#### Task brief:
From the line that includes "Give one point for each instance of the front door" to the last line of the records, inclusive, repeat each line exactly.

#### Information supplied:
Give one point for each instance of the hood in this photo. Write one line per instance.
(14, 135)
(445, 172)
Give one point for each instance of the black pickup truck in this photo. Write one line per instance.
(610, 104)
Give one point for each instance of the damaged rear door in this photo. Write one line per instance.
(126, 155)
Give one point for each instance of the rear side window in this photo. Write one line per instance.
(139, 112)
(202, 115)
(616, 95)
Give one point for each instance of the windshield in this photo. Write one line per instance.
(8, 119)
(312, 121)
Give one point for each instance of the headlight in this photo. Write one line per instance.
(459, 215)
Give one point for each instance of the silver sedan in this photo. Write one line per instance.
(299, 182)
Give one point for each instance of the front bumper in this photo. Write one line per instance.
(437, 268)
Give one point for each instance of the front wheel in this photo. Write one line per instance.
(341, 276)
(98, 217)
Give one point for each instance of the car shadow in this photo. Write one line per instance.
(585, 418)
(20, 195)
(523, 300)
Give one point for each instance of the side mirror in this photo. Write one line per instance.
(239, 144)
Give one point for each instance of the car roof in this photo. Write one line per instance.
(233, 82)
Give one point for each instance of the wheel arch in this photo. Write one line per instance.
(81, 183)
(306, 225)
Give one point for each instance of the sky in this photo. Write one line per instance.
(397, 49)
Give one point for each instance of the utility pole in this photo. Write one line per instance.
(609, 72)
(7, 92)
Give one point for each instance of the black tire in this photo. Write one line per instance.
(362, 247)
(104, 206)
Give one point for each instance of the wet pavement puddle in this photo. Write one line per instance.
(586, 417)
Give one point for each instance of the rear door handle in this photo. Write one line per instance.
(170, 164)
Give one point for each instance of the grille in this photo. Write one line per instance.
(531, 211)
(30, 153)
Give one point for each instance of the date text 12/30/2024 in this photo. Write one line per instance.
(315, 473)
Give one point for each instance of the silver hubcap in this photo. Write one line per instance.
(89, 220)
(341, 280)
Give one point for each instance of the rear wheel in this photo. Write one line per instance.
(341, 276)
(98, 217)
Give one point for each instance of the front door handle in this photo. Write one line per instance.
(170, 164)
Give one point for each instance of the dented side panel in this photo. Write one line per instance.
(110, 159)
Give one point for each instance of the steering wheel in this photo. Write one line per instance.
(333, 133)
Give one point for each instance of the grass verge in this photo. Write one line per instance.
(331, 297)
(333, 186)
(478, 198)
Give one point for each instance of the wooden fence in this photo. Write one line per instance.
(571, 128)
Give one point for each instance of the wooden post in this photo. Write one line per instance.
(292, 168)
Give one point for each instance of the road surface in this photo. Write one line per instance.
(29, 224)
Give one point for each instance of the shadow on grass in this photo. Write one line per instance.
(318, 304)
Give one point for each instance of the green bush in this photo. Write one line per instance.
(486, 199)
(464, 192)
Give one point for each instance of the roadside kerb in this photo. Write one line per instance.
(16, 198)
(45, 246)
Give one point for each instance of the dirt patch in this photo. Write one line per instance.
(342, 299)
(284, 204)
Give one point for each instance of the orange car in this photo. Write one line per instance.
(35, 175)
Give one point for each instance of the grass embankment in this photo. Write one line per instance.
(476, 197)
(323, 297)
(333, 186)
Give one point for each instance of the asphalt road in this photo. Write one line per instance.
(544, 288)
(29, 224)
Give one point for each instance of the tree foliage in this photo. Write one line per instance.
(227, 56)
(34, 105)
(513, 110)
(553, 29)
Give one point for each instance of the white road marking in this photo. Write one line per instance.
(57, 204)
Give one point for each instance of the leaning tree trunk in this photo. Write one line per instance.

#### Completed task:
Give one point for each instance of the front door handle in this photo. Write one line per instance.
(170, 164)
Give one point for each instance of the dented side panel in this photo. Write one line per instance.
(110, 159)
Give one point for each instance of the steering wheel in this photo. Write one line per instance.
(333, 133)
Give one point for each instance of the grass verge in this photo. Write one line per instance.
(331, 297)
(333, 186)
(478, 198)
Give one point for each instance of the wooden fence in this photo. Write one line per instance.
(571, 128)
Give one point for each instance of the wooden post in this photo. Write one line per instance.
(292, 168)
Give one point for each instance of the road surface in this photo. Write one line per instance.
(29, 224)
Give one point for each instance of the shadow on grass in this photo. Write one line per instance.
(318, 304)
Give one point for each instance of the green bush in this photo. Write one line per instance.
(486, 199)
(464, 192)
Give one point for each instance of the roadside kerb in this photo. Write one line per instance.
(16, 198)
(45, 246)
Give one point for each instance of the dirt patch in this photo. Write one line per instance.
(342, 299)
(284, 204)
Give one point for each instance of the orange car in this photo. Write one line per instance.
(35, 175)
Give one point for each instance of the grass embankment in this photo. Write one line per instance.
(476, 197)
(323, 297)
(333, 186)
Give one point for each instance of the asphalt road in this photo. Write one line per instance.
(544, 288)
(29, 224)
Give one point for each instance of the tree foliage in this photo. Write one line per instance.
(227, 56)
(34, 105)
(513, 110)
(553, 29)
Give one point for each instance of the white road marking in this photo. Write one line per instance.
(57, 204)
Give one point for each instance of the leaning tree trunk in this photo. Write one line per instance.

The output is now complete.